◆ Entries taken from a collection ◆

┄┄┄┄┄┄

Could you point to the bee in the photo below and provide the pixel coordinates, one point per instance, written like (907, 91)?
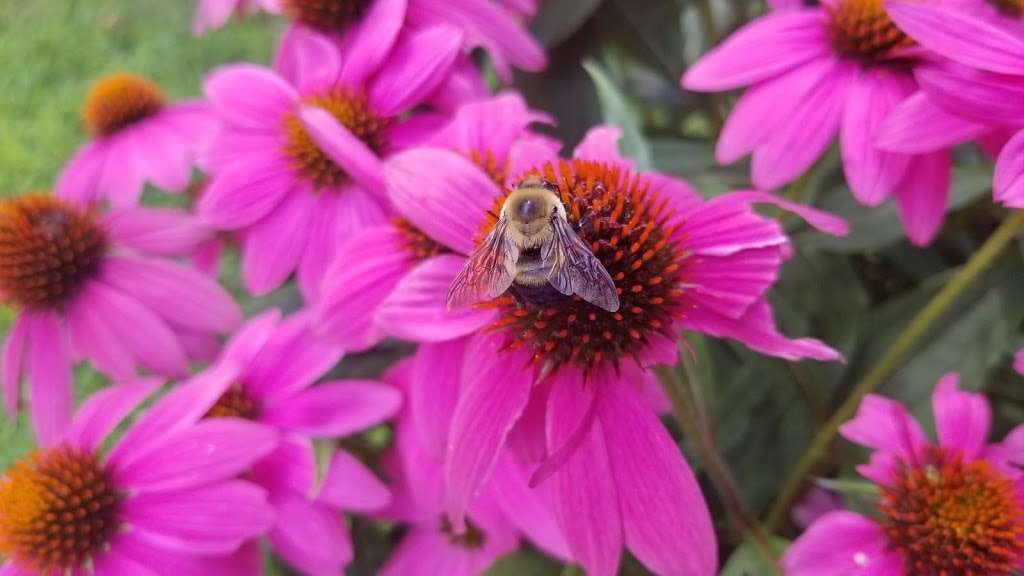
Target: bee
(531, 249)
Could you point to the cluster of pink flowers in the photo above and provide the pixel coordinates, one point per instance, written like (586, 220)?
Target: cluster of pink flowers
(367, 164)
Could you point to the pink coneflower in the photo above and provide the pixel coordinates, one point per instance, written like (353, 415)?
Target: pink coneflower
(297, 167)
(678, 261)
(954, 507)
(812, 72)
(100, 287)
(377, 284)
(266, 374)
(989, 41)
(137, 137)
(163, 498)
(506, 510)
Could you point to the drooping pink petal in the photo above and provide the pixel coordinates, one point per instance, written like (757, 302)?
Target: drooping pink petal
(213, 520)
(416, 309)
(441, 193)
(495, 391)
(666, 522)
(210, 451)
(763, 49)
(842, 543)
(334, 409)
(349, 485)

┄┄┄┄┄┄

◆ Task requirements ◆
Every line from the line containing "Could you point to the cluster" to the last line of the material above must be repeated exactly, and no other line.

◆ Task answer ◆
Could you point to the cluster of pink flowers in the photo above and provide the pixel coordinates, one point per instance, written like (586, 220)?
Target: cluster of pink flowers
(367, 164)
Could you point to the pink coneflower in the photo above and provide the pixel coordinates, one point per instance, written like (353, 415)?
Target: pink coneflower
(297, 167)
(678, 261)
(954, 507)
(812, 72)
(100, 287)
(377, 284)
(266, 374)
(989, 41)
(137, 137)
(163, 498)
(506, 510)
Could you point to the drooping pink petal in the photo above and provide the pixel coordinates, one point per instance, written like (757, 302)?
Target: drooping pink petal
(213, 520)
(416, 309)
(441, 193)
(495, 391)
(666, 522)
(210, 451)
(763, 49)
(842, 543)
(334, 409)
(349, 485)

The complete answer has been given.